PASSAGE GIVEN

New Revenue Recognition Standards: What You Should Know to Prepare

By Donna Caruso, Principal

October 23, 2017

In May 2014, the long-awaited revenue recognition standard was issued with the intent of creating consistent revenue reporting across all businesses in varying industries throughout the world. Specifically, the Financial Accounting Standards Board (FASB) has stated that “the objective of the new guidance is to establish principles to report useful information to users of financial statements about the nature, amount, timing, and uncertainty of revenue from contracts with customers.”
The implementation of the accounting standard means the industry-specific guidance currently used in the United States will no longer be applicable, and there will be more comparability related to the recognition of revenue across entities, industries and jurisdictions. 

Effective Date for Final Revenue Recognition Standards
In August 2015, the FASB issued an Accounting Standards Update (ASU) extending the effective date by one year. Currently, public organizations should apply the new revenue standard to reporting periods beginning after Dec. 15, 2017. Nonpublic organizations should apply the new revenue standard to reporting periods beginning after Dec. 15, 2018. Early adoption is allowed for both public and nonpublic organizations, however, not before the original public organization effective date of annual periods beginning after Dec.15, 2016.

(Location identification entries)
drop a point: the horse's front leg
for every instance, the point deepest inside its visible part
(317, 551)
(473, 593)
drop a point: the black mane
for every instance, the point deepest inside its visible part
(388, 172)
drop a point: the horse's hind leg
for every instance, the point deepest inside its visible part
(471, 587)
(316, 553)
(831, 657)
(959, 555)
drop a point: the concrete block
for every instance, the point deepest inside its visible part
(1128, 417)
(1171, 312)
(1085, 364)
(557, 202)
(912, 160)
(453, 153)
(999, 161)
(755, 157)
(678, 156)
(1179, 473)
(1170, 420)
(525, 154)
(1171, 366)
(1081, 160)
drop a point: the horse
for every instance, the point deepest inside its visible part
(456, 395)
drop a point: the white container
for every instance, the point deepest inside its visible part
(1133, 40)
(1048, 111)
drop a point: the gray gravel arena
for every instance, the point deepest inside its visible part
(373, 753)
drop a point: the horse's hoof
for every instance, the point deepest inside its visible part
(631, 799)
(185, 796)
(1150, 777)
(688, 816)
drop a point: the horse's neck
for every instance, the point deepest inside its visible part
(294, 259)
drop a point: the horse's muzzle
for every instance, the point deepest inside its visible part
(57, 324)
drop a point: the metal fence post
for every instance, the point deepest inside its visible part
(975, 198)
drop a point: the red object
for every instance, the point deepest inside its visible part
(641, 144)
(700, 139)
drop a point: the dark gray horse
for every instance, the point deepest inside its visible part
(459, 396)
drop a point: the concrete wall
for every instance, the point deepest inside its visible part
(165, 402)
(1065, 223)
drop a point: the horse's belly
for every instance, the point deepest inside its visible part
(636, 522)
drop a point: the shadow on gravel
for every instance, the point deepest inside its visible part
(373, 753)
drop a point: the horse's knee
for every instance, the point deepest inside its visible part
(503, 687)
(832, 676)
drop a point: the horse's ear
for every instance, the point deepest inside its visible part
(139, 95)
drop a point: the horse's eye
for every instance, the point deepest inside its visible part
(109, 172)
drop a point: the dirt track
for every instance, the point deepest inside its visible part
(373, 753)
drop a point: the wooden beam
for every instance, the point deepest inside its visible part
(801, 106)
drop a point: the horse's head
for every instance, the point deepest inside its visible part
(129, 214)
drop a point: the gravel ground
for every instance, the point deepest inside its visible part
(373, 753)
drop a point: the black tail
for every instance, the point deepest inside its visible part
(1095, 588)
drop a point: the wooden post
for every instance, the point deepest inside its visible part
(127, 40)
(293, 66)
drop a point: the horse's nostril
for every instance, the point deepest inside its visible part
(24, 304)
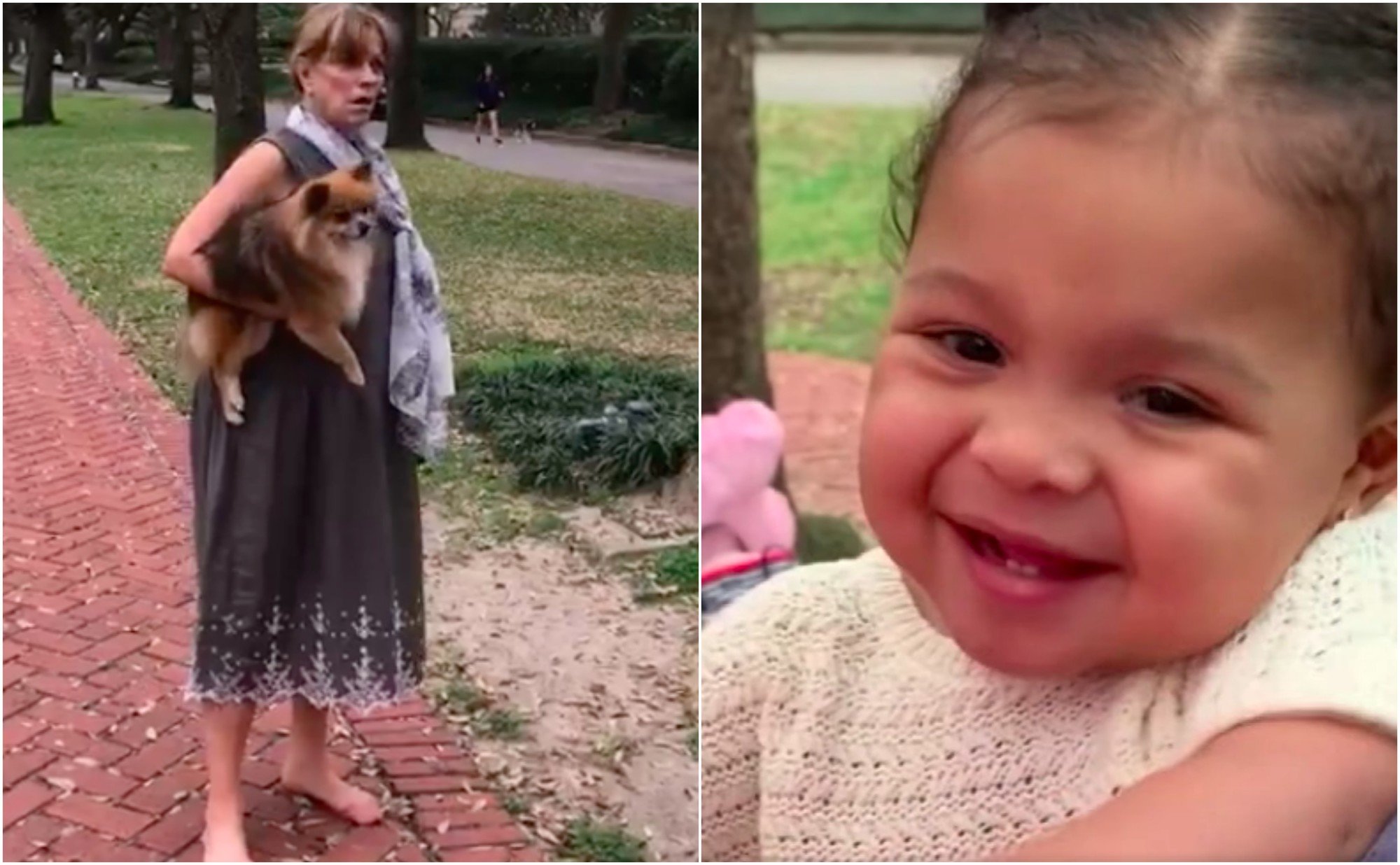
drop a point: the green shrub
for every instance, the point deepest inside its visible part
(681, 85)
(582, 423)
(589, 841)
(822, 538)
(680, 569)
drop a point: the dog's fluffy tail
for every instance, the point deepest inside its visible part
(187, 363)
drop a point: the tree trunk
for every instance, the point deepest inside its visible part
(612, 59)
(38, 72)
(405, 110)
(163, 22)
(12, 27)
(183, 50)
(732, 306)
(90, 62)
(239, 94)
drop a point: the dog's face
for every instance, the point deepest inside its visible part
(341, 205)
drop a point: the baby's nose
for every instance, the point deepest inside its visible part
(1030, 454)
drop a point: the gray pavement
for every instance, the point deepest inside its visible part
(839, 78)
(676, 181)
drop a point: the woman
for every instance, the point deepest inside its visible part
(489, 97)
(307, 517)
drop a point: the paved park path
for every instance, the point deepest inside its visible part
(663, 178)
(103, 759)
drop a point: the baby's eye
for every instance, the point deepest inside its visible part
(1170, 404)
(969, 346)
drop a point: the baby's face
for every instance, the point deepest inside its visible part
(1115, 402)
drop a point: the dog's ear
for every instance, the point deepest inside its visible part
(317, 198)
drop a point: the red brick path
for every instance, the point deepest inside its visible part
(820, 401)
(102, 754)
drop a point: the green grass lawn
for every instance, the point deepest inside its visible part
(523, 261)
(824, 191)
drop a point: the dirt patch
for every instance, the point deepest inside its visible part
(607, 685)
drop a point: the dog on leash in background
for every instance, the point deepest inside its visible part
(307, 255)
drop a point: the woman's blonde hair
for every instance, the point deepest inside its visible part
(341, 33)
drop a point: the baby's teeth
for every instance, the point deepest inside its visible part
(1021, 568)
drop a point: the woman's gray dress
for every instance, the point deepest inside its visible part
(307, 528)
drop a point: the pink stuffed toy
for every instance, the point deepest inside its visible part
(746, 524)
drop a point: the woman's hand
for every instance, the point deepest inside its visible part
(257, 177)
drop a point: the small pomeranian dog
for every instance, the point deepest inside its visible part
(307, 255)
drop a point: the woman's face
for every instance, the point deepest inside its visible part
(342, 93)
(1115, 402)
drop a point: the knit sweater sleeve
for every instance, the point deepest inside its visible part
(1325, 645)
(747, 671)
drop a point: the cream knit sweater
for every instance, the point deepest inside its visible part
(839, 726)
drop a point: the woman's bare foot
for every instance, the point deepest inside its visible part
(317, 782)
(225, 841)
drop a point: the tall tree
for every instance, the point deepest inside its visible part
(732, 304)
(46, 22)
(92, 30)
(612, 59)
(405, 110)
(183, 61)
(12, 37)
(232, 30)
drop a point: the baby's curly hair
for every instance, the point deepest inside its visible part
(1304, 97)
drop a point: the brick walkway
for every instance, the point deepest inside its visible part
(821, 401)
(103, 759)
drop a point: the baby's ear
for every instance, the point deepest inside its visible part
(316, 198)
(1373, 477)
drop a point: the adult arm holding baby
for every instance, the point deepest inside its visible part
(1289, 789)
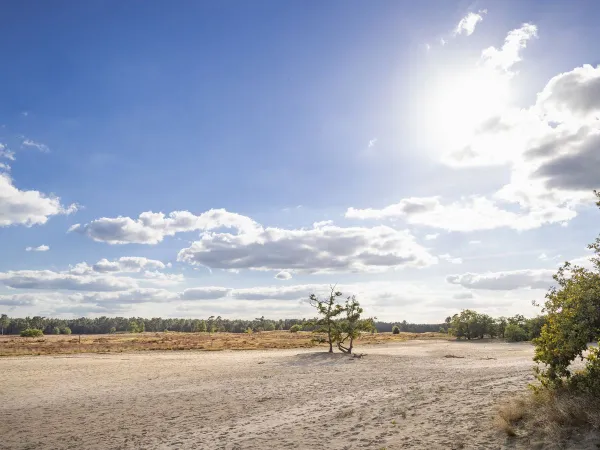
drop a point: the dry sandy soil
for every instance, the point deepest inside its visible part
(400, 395)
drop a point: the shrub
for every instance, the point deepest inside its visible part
(514, 333)
(32, 332)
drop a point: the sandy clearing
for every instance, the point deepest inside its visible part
(404, 395)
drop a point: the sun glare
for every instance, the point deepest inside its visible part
(462, 101)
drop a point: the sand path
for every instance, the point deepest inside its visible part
(404, 395)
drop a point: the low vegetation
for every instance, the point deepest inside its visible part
(470, 324)
(127, 342)
(563, 403)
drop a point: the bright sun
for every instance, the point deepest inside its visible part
(461, 101)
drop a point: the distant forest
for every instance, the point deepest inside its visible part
(106, 325)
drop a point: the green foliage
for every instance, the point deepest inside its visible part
(515, 333)
(328, 311)
(32, 332)
(573, 321)
(4, 322)
(349, 328)
(471, 325)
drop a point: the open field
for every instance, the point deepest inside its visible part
(103, 343)
(401, 395)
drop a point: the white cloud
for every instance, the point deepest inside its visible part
(317, 250)
(468, 23)
(128, 264)
(468, 214)
(41, 248)
(31, 143)
(510, 53)
(15, 300)
(508, 280)
(283, 275)
(205, 293)
(151, 228)
(47, 279)
(27, 207)
(6, 153)
(450, 259)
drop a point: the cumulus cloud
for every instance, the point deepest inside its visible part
(205, 293)
(572, 95)
(550, 148)
(468, 23)
(127, 264)
(317, 250)
(463, 296)
(15, 300)
(27, 208)
(450, 259)
(38, 145)
(505, 281)
(47, 279)
(41, 248)
(468, 214)
(152, 228)
(509, 54)
(6, 153)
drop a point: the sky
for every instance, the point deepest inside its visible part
(229, 158)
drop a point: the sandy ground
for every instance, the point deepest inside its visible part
(406, 395)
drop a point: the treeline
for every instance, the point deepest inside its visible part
(107, 325)
(405, 327)
(470, 324)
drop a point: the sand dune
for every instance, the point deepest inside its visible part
(407, 395)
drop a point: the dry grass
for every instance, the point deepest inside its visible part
(105, 343)
(551, 417)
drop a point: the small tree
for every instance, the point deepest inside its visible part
(350, 327)
(4, 322)
(515, 333)
(32, 332)
(328, 310)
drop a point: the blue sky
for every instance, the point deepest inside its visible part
(425, 157)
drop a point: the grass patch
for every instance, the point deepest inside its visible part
(550, 416)
(123, 342)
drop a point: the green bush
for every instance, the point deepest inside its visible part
(514, 333)
(32, 332)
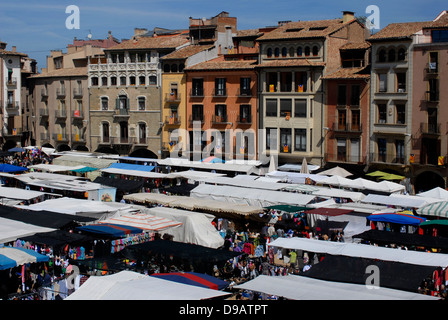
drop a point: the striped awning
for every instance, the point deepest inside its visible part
(438, 209)
(13, 257)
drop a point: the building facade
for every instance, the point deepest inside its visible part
(126, 94)
(293, 59)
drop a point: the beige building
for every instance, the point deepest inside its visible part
(15, 67)
(126, 94)
(61, 97)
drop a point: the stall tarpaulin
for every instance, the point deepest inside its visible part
(13, 257)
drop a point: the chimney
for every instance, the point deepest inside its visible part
(140, 31)
(347, 16)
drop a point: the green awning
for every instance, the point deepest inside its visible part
(287, 208)
(85, 169)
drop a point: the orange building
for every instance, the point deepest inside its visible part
(222, 107)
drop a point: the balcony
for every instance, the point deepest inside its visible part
(430, 128)
(78, 114)
(197, 93)
(196, 117)
(60, 114)
(60, 92)
(11, 82)
(241, 120)
(219, 119)
(124, 113)
(44, 136)
(432, 96)
(347, 127)
(172, 98)
(77, 138)
(387, 158)
(77, 93)
(172, 120)
(219, 93)
(60, 137)
(43, 112)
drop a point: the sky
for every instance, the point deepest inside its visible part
(37, 27)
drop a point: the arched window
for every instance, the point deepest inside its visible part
(284, 52)
(307, 51)
(382, 55)
(391, 55)
(401, 54)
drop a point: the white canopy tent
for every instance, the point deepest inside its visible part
(362, 251)
(304, 288)
(11, 230)
(253, 197)
(196, 227)
(128, 285)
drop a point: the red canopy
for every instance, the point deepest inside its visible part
(328, 211)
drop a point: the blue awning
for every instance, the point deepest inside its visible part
(130, 166)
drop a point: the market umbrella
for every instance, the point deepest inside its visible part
(16, 149)
(336, 171)
(194, 279)
(304, 168)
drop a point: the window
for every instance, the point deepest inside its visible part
(245, 114)
(439, 35)
(399, 151)
(401, 81)
(220, 113)
(300, 106)
(141, 103)
(382, 55)
(401, 54)
(104, 103)
(382, 113)
(342, 95)
(245, 86)
(341, 149)
(220, 86)
(271, 138)
(400, 110)
(342, 119)
(301, 81)
(391, 55)
(355, 95)
(271, 107)
(271, 81)
(105, 128)
(300, 139)
(142, 133)
(382, 82)
(285, 107)
(307, 51)
(285, 81)
(285, 140)
(153, 80)
(197, 87)
(356, 120)
(198, 112)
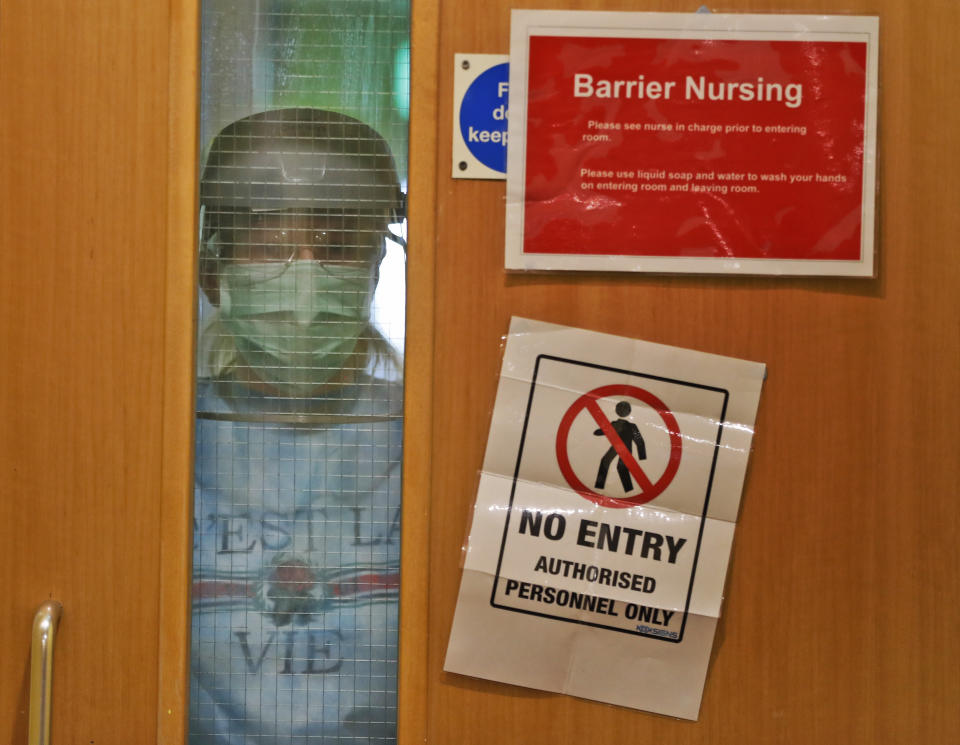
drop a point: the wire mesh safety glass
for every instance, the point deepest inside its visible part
(304, 122)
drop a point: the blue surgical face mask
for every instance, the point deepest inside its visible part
(296, 324)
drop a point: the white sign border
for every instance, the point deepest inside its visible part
(527, 23)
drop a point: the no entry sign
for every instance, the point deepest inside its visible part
(692, 143)
(605, 513)
(626, 445)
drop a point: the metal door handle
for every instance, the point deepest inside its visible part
(45, 624)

TASKS TO PERFORM
A) Name every aspect of revenue that the FASB objective in the revenue recognition article says financial statements should report on.
B) Answer these questions from the revenue recognition article:
(i) In what month and year was the revenue recognition standard issued?
(ii) By how long did the update the FASB issued in August 2015 push back the effective date?
(iii) After what date must reporting periods begin for nonpublic organizations to apply the new standard?
C) Rewrite the revenue recognition article from "Effective Date for" up to and including "after Dec.15, 2016.", swapping "Accounting Standards Update" for "Standards Revision".

SET OF ANSWERS
A) Nature, amount, timing, and uncertainty.

B)
(i) May 2014
(ii) One year
(iii) Dec. 15, 2018

C)
Effective Date for Final Revenue Recognition Standards
In August 2015, the FASB issued an Standards Revision (ASU) extending the effective date by one year. Currently, public organizations should apply the new revenue standard to reporting periods beginning after Dec. 15, 2017. Nonpublic organizations should apply the new revenue standard to reporting periods beginning after Dec. 15, 2018. Early adoption is allowed for both public and nonpublic organizations, however, not before the original public organization effective date of annual periods beginning after Dec.15, 2016.